Dataset records on object locations
-- BEGIN --
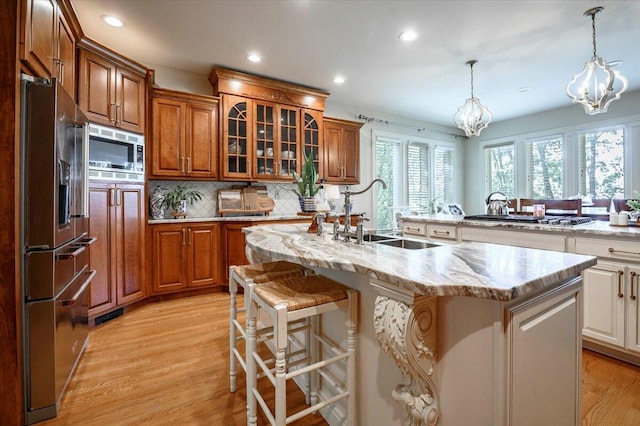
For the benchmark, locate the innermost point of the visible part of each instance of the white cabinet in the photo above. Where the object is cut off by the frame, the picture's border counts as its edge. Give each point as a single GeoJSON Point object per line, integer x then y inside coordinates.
{"type": "Point", "coordinates": [611, 308]}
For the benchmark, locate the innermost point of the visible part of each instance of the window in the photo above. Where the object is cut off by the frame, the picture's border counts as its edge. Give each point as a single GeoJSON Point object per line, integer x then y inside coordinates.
{"type": "Point", "coordinates": [417, 172]}
{"type": "Point", "coordinates": [499, 170]}
{"type": "Point", "coordinates": [544, 168]}
{"type": "Point", "coordinates": [601, 163]}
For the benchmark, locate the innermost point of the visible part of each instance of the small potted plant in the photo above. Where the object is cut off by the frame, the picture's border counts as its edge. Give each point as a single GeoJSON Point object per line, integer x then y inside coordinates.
{"type": "Point", "coordinates": [306, 184]}
{"type": "Point", "coordinates": [178, 198]}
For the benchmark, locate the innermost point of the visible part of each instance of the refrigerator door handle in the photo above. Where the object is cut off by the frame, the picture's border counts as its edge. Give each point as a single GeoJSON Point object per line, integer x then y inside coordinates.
{"type": "Point", "coordinates": [74, 298]}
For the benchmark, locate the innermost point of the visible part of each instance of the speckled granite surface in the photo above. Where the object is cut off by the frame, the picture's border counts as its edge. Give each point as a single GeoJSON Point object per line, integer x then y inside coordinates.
{"type": "Point", "coordinates": [466, 269]}
{"type": "Point", "coordinates": [596, 227]}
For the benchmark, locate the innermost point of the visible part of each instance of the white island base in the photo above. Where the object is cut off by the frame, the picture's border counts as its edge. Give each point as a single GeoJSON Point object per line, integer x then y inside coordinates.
{"type": "Point", "coordinates": [457, 361]}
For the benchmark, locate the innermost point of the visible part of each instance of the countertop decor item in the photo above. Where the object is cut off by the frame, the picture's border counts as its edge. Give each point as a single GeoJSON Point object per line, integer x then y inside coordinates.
{"type": "Point", "coordinates": [472, 117]}
{"type": "Point", "coordinates": [597, 85]}
{"type": "Point", "coordinates": [178, 198]}
{"type": "Point", "coordinates": [306, 184]}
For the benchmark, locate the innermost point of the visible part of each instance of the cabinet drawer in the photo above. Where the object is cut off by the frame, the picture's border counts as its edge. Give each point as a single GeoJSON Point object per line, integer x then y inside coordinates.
{"type": "Point", "coordinates": [443, 232]}
{"type": "Point", "coordinates": [623, 250]}
{"type": "Point", "coordinates": [413, 228]}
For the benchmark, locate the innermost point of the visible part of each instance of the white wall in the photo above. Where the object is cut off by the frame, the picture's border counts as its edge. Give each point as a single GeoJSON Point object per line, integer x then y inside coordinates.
{"type": "Point", "coordinates": [623, 110]}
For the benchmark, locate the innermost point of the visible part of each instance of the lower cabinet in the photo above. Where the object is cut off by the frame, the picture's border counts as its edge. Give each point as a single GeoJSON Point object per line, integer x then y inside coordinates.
{"type": "Point", "coordinates": [185, 256]}
{"type": "Point", "coordinates": [117, 220]}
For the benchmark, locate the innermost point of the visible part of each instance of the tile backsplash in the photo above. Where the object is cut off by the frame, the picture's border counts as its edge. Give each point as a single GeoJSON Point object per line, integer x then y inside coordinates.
{"type": "Point", "coordinates": [286, 201]}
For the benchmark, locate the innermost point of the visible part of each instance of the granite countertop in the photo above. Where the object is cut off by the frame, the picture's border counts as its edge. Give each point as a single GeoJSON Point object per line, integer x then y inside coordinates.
{"type": "Point", "coordinates": [482, 270]}
{"type": "Point", "coordinates": [227, 219]}
{"type": "Point", "coordinates": [596, 227]}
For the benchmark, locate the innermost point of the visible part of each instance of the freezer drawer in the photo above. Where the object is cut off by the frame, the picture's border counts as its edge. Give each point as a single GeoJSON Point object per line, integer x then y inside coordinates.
{"type": "Point", "coordinates": [58, 331]}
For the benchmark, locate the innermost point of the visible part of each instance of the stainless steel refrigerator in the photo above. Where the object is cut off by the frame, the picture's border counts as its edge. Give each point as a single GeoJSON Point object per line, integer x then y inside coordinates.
{"type": "Point", "coordinates": [55, 243]}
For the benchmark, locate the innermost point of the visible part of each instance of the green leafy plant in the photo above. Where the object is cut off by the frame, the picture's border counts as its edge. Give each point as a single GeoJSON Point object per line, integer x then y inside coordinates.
{"type": "Point", "coordinates": [173, 197]}
{"type": "Point", "coordinates": [306, 181]}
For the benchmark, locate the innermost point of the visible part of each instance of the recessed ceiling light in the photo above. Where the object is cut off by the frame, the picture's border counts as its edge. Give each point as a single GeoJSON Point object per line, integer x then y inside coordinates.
{"type": "Point", "coordinates": [254, 57]}
{"type": "Point", "coordinates": [113, 21]}
{"type": "Point", "coordinates": [409, 35]}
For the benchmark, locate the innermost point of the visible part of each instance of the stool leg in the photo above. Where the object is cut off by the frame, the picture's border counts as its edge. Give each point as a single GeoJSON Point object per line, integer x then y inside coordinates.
{"type": "Point", "coordinates": [281, 341]}
{"type": "Point", "coordinates": [252, 375]}
{"type": "Point", "coordinates": [351, 321]}
{"type": "Point", "coordinates": [233, 290]}
{"type": "Point", "coordinates": [314, 352]}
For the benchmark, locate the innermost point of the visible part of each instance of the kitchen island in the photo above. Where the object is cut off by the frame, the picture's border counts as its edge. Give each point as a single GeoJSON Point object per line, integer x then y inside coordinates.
{"type": "Point", "coordinates": [473, 333]}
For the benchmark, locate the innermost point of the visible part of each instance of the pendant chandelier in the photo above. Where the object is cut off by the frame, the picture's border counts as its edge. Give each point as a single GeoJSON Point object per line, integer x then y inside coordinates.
{"type": "Point", "coordinates": [597, 85]}
{"type": "Point", "coordinates": [472, 117]}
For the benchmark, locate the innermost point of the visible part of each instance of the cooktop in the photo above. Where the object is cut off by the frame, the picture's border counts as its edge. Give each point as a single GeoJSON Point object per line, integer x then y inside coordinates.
{"type": "Point", "coordinates": [520, 218]}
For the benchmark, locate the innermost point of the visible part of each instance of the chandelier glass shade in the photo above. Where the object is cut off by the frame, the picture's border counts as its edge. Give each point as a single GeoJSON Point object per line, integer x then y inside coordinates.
{"type": "Point", "coordinates": [597, 85]}
{"type": "Point", "coordinates": [472, 117]}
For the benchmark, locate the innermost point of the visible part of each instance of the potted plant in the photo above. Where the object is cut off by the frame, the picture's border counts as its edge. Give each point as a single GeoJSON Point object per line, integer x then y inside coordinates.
{"type": "Point", "coordinates": [306, 184]}
{"type": "Point", "coordinates": [178, 198]}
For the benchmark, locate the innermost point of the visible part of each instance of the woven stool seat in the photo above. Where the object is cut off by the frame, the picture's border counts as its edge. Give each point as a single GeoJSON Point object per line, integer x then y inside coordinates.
{"type": "Point", "coordinates": [301, 292]}
{"type": "Point", "coordinates": [261, 272]}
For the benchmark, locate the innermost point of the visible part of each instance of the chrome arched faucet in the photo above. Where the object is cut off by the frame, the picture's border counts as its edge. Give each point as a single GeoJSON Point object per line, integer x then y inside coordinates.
{"type": "Point", "coordinates": [347, 210]}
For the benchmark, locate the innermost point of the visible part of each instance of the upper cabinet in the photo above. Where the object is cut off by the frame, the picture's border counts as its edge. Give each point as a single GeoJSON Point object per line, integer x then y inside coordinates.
{"type": "Point", "coordinates": [184, 135]}
{"type": "Point", "coordinates": [111, 89]}
{"type": "Point", "coordinates": [48, 41]}
{"type": "Point", "coordinates": [267, 126]}
{"type": "Point", "coordinates": [341, 151]}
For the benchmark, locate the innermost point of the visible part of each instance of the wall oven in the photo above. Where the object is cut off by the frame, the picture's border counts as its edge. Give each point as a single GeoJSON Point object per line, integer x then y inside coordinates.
{"type": "Point", "coordinates": [115, 154]}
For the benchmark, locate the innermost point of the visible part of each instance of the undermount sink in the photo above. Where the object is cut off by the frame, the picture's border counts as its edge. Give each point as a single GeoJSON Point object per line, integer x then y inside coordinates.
{"type": "Point", "coordinates": [408, 244]}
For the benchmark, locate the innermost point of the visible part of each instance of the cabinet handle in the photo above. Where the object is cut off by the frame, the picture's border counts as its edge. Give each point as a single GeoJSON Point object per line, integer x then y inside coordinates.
{"type": "Point", "coordinates": [620, 273]}
{"type": "Point", "coordinates": [612, 250]}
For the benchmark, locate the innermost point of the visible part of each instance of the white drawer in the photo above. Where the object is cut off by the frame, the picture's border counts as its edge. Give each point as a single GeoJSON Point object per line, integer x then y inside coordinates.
{"type": "Point", "coordinates": [414, 228]}
{"type": "Point", "coordinates": [623, 250]}
{"type": "Point", "coordinates": [514, 238]}
{"type": "Point", "coordinates": [442, 232]}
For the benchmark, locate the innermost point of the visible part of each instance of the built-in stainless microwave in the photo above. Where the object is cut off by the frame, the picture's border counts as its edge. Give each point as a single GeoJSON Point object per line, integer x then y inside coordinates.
{"type": "Point", "coordinates": [115, 154]}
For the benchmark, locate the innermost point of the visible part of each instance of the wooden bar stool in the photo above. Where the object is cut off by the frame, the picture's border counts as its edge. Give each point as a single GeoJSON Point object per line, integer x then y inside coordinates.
{"type": "Point", "coordinates": [287, 300]}
{"type": "Point", "coordinates": [243, 276]}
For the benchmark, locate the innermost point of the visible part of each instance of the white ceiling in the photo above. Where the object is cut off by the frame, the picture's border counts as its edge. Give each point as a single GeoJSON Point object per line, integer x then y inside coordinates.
{"type": "Point", "coordinates": [536, 44]}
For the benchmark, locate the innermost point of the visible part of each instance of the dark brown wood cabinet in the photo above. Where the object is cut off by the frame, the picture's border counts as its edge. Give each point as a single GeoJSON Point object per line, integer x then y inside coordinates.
{"type": "Point", "coordinates": [48, 42]}
{"type": "Point", "coordinates": [341, 151]}
{"type": "Point", "coordinates": [185, 256]}
{"type": "Point", "coordinates": [117, 220]}
{"type": "Point", "coordinates": [109, 91]}
{"type": "Point", "coordinates": [184, 135]}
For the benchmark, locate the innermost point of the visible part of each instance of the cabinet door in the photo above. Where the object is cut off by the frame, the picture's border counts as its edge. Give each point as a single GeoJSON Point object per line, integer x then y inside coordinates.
{"type": "Point", "coordinates": [96, 88]}
{"type": "Point", "coordinates": [130, 202]}
{"type": "Point", "coordinates": [233, 242]}
{"type": "Point", "coordinates": [168, 136]}
{"type": "Point", "coordinates": [604, 301]}
{"type": "Point", "coordinates": [332, 154]}
{"type": "Point", "coordinates": [169, 257]}
{"type": "Point", "coordinates": [312, 138]}
{"type": "Point", "coordinates": [633, 308]}
{"type": "Point", "coordinates": [66, 57]}
{"type": "Point", "coordinates": [204, 254]}
{"type": "Point", "coordinates": [102, 294]}
{"type": "Point", "coordinates": [39, 33]}
{"type": "Point", "coordinates": [237, 144]}
{"type": "Point", "coordinates": [288, 150]}
{"type": "Point", "coordinates": [265, 151]}
{"type": "Point", "coordinates": [350, 148]}
{"type": "Point", "coordinates": [130, 101]}
{"type": "Point", "coordinates": [202, 140]}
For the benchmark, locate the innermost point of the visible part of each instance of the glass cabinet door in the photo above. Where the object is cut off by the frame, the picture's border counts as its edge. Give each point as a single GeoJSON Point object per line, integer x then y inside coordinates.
-- END --
■ PROBLEM DESCRIPTION
Return each line from the rows above that contains the word "refrigerator", copying every such line in full.

■ TASK RESPONSE
For the benchmark, locate the innermost point of the visible part of each instance of the refrigerator door handle in the photo above. Where the object is cut off by the frame, the picture's border counts as its edge. Give each point as a single GeoJSON Point object per line, integer x then y inside coordinates.
For the benchmark, locate the innermost point of the visible part of each instance of the stainless steel refrigerator in the photo above. Where the object is cut off by the frame, the picture's border counts as its edge. Give each point as a single GeoJSON Point object per line, integer x then y inside coordinates.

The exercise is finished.